• [Work task]: Starting at the first line below, copy through to the last line exactly.

━━ Listed entries

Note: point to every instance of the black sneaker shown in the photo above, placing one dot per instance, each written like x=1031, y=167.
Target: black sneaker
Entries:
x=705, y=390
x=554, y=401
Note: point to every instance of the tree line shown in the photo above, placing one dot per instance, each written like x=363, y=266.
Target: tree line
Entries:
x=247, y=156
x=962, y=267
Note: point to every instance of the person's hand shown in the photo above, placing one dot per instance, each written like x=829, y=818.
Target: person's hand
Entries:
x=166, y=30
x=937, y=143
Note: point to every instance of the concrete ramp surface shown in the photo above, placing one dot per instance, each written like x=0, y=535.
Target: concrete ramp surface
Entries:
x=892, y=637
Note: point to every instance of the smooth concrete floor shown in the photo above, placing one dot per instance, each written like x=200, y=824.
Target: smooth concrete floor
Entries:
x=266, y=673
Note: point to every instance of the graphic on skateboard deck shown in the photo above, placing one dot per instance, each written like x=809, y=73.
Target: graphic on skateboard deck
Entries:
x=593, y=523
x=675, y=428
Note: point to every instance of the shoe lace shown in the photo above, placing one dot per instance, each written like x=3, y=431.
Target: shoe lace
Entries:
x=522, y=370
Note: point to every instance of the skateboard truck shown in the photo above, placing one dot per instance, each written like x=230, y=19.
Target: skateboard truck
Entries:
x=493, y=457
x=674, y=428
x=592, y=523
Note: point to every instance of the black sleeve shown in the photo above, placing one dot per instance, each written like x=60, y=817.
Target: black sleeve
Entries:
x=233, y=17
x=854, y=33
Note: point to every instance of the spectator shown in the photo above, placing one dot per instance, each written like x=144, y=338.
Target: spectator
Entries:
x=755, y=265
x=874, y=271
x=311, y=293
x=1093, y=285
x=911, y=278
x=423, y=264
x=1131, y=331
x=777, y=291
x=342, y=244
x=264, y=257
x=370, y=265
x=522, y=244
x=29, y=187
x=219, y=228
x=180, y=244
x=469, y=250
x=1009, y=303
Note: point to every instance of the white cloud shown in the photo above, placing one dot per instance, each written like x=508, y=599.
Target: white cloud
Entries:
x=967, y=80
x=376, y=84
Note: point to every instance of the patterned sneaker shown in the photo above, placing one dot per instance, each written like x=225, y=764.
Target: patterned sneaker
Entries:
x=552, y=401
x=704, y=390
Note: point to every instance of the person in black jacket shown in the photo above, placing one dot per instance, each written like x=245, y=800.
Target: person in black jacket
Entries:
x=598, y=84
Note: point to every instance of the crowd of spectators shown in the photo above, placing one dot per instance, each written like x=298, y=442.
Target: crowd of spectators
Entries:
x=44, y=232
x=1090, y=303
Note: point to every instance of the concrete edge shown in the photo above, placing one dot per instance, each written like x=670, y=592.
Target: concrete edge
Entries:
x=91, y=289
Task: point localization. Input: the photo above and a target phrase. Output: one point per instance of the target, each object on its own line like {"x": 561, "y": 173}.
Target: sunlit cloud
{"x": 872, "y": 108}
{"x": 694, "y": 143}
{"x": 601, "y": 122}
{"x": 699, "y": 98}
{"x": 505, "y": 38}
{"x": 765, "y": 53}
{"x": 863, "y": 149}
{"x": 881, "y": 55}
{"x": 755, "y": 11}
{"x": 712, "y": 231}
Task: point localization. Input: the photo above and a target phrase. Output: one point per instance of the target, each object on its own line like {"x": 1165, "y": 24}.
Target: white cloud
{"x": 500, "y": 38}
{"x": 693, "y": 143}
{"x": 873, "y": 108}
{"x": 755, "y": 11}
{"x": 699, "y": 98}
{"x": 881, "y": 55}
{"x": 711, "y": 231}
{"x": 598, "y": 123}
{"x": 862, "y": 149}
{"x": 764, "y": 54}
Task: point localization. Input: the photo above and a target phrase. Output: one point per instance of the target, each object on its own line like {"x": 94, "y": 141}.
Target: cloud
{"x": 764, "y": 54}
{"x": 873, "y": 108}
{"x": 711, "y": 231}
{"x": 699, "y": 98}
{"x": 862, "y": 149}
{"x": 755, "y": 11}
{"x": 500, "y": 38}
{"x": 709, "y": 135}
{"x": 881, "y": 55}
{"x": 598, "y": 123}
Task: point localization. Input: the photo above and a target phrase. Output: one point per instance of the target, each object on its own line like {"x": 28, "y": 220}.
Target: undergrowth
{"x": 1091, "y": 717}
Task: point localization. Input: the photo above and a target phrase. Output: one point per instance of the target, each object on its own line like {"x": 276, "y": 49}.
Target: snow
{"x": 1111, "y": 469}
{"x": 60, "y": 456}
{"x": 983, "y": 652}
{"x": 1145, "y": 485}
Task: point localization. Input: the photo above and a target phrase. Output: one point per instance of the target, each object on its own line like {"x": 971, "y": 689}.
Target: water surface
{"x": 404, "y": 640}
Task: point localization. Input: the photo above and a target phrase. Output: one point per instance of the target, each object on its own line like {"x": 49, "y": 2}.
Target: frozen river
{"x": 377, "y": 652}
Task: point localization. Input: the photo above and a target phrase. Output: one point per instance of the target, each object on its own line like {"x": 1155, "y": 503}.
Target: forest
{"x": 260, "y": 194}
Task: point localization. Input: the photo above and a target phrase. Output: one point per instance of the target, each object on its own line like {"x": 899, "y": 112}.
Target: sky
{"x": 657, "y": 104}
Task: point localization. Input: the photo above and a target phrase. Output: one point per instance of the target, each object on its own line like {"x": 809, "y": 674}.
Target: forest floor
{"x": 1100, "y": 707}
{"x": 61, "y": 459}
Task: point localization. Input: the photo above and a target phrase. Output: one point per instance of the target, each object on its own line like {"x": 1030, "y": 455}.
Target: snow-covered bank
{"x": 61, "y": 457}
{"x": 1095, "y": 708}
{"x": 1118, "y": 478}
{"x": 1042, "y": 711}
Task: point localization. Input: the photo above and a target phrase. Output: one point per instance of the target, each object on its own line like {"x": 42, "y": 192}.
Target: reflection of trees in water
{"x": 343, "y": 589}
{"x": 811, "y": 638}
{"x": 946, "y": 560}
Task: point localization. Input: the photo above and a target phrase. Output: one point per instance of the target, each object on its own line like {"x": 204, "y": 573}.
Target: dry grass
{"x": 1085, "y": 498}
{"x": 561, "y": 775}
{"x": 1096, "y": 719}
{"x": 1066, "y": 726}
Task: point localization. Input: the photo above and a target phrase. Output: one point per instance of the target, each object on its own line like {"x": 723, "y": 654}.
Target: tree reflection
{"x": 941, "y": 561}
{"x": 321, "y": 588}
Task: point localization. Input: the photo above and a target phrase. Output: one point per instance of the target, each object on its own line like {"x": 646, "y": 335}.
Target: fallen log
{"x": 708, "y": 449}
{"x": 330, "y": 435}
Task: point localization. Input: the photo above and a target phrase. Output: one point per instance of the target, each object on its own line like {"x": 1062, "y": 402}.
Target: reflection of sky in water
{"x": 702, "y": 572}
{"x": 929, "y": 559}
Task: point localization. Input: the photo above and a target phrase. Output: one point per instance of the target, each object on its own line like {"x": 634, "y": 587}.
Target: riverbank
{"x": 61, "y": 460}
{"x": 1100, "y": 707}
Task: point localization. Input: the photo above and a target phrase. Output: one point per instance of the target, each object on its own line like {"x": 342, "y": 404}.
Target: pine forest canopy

━━━━

• [Solution]:
Note: point to every instance of the black sneaker shown in the photo above, placing one dot per instance, each written like x=1031, y=167.
Target: black sneaker
Entries:
x=705, y=390
x=554, y=401
Note: point to every instance of the tree line shown in the photo above, placing one dot per instance, each written like x=363, y=266.
Target: tree line
Entries:
x=247, y=156
x=962, y=267
Note: point to every instance of the person's hand shown in the photo above, placing one dot per instance, each written like x=829, y=818.
Target: person's hand
Entries:
x=166, y=30
x=937, y=143
Note: point to every instance of the concrete ramp surface shown in the photo above, placing one dot per instance, each written like x=0, y=535.
Target: concrete ramp surface
Entries:
x=892, y=637
Note: point to every instance of the smooth concrete floor shown in the photo above, placing one dot per instance, each written like x=200, y=824.
Target: smooth concrete floor
Entries:
x=266, y=673
Note: point to every instance of the graphic on skateboard deck shown in the photo above, placing one dot per instance, each written like x=809, y=73.
Target: graphic on skateboard deck
Entries:
x=593, y=523
x=675, y=428
Note: point to every instance of the shoe lace shown in the photo above, placing one dot per instance, each written like x=3, y=431.
Target: shoe lace
Entries:
x=522, y=370
Note: point to every instance of the skateboard truck shown in the photo above, placing one dot per instance, each written like x=230, y=19.
Target: skateboard truck
Entries:
x=493, y=457
x=674, y=428
x=592, y=523
Note: point to every instance of the black sleeve shown in the photo above, placing one dot per instance, each written like x=60, y=817.
Target: black sleeve
Entries:
x=233, y=17
x=854, y=33
Note: point to every instance of the spectator shown in the photo above, placing one dot per instance, each written like x=144, y=338.
Target: spectator
Entries:
x=755, y=265
x=874, y=271
x=311, y=293
x=1093, y=285
x=911, y=278
x=423, y=264
x=1131, y=331
x=777, y=291
x=342, y=244
x=264, y=257
x=370, y=265
x=522, y=244
x=29, y=187
x=219, y=228
x=180, y=244
x=469, y=250
x=1009, y=303
Note: point to every instance of the white cloud shown in the photo above, placing one dot per instance, each written like x=508, y=599.
Target: white cloud
Entries:
x=967, y=80
x=376, y=84
Note: point to every instance of the patterned sneaker shown in the photo above, placing one dot per instance, each written like x=225, y=764.
Target: patterned sneaker
Entries:
x=552, y=401
x=704, y=390
Note: point to every instance of the person in black jacket shown in the photo above, placing one dot per instance, each written like x=245, y=800.
Target: person in black jacket
Entries:
x=598, y=84
Note: point to every instance of the crowd of spectators shown in the photo above, placing one dot per instance, each written like x=298, y=442.
Target: crowd of spectators
Entries:
x=44, y=232
x=1090, y=303
Note: point to every instance of the concrete edge shown in the photo above, placing one dot per instance, each written like x=670, y=592.
Target: concrete edge
Entries:
x=91, y=289
Task: point localization. Input: the photo above and a target phrase. Output: one point per instance of the target, each object on its own line like {"x": 561, "y": 173}.
Target: sunlit cloud
{"x": 872, "y": 108}
{"x": 694, "y": 143}
{"x": 601, "y": 122}
{"x": 699, "y": 98}
{"x": 505, "y": 38}
{"x": 765, "y": 53}
{"x": 863, "y": 149}
{"x": 881, "y": 55}
{"x": 755, "y": 11}
{"x": 712, "y": 231}
Task: point localization. Input: the photo above and a target phrase. Output: one point per instance of the target, each object on its own line like {"x": 1165, "y": 24}.
Target: white cloud
{"x": 500, "y": 38}
{"x": 693, "y": 143}
{"x": 873, "y": 108}
{"x": 755, "y": 11}
{"x": 699, "y": 98}
{"x": 881, "y": 55}
{"x": 711, "y": 231}
{"x": 598, "y": 123}
{"x": 862, "y": 149}
{"x": 764, "y": 54}
Task: point localization. Input: the photo above and a target phrase. Output: one point per instance of the target, each object on its own line like {"x": 94, "y": 141}.
Target: cloud
{"x": 764, "y": 54}
{"x": 873, "y": 108}
{"x": 711, "y": 231}
{"x": 699, "y": 98}
{"x": 862, "y": 149}
{"x": 755, "y": 11}
{"x": 500, "y": 38}
{"x": 709, "y": 135}
{"x": 881, "y": 55}
{"x": 598, "y": 123}
Task: point localization. Input: the photo above and a target phrase. Output: one point per instance of the target, each object on its own line like {"x": 28, "y": 220}.
Target: undergrowth
{"x": 1091, "y": 717}
Task: point localization. Input: the photo above and a target phrase. Output: one point per instance of the target, each object on its own line like {"x": 276, "y": 49}.
Target: snow
{"x": 1111, "y": 469}
{"x": 60, "y": 456}
{"x": 983, "y": 652}
{"x": 1145, "y": 485}
Task: point localization. Input: the photo above and a target phrase. Output: one point per instance of the target, each object on its own line like {"x": 971, "y": 689}.
Target: water surface
{"x": 404, "y": 640}
Task: point localization. Input: the photo above and a target phrase. Output: one point per instance of the target, each object on its own line like {"x": 49, "y": 2}.
Target: frozen river
{"x": 377, "y": 652}
Task: point localization. Input: the photo above and a target phrase. Output: one point per instance of the target, each object on its own line like {"x": 1155, "y": 503}.
Target: forest
{"x": 260, "y": 194}
Task: point localization. Input: the photo above and a target phrase. Output: one point per instance of the target, each object on its own line like {"x": 899, "y": 112}.
Target: sky
{"x": 657, "y": 104}
Task: point localization. Input: the photo above and a target phrase. Output: one point per instance of the target, each object on its own line like {"x": 809, "y": 674}.
Target: forest floor
{"x": 1100, "y": 707}
{"x": 61, "y": 459}
Task: point localization. Input: the photo above and a target phrase. Output: one point per instance of the target, each object on its own line like {"x": 1030, "y": 455}.
Target: snow-covered bank
{"x": 61, "y": 457}
{"x": 1095, "y": 708}
{"x": 1118, "y": 478}
{"x": 1042, "y": 711}
Task: point localization. Input: the photo above and a target phrase. Output: one point per instance of the target, each object on its own line like {"x": 42, "y": 192}.
Target: reflection of trees in water
{"x": 343, "y": 589}
{"x": 811, "y": 638}
{"x": 946, "y": 560}
Task: point localization. Input: the photo above and a target phrase. Output: one point per instance of the target, each object on its own line like {"x": 204, "y": 573}.
Target: dry grass
{"x": 1085, "y": 498}
{"x": 561, "y": 775}
{"x": 1096, "y": 719}
{"x": 1066, "y": 726}
Task: point localization. Input: the photo above and a target phrase. Output: one point per instance of the target, each object on its own line like {"x": 723, "y": 654}.
Target: tree reflection
{"x": 941, "y": 561}
{"x": 321, "y": 588}
Task: point localization. Input: the photo above and a target phrase. Output: one point per instance of the target, each object on its own line like {"x": 646, "y": 335}.
Target: fallen log
{"x": 708, "y": 449}
{"x": 330, "y": 435}
Task: point localization. Input: the photo above and a target phrase. Output: one point per instance of the target, each object on its own line like {"x": 1062, "y": 402}.
Target: reflection of sky in water
{"x": 702, "y": 572}
{"x": 929, "y": 559}
Task: point localization. Input: the photo above and a target phrase. Output: one point per instance of the target, each object on its own line like {"x": 634, "y": 587}.
Target: riverbank
{"x": 61, "y": 460}
{"x": 1100, "y": 707}
Task: point localization. Input: the photo above and a target phrase. Output: one point per instance of the target, each object on its own line like {"x": 342, "y": 404}.
Target: pine forest canopy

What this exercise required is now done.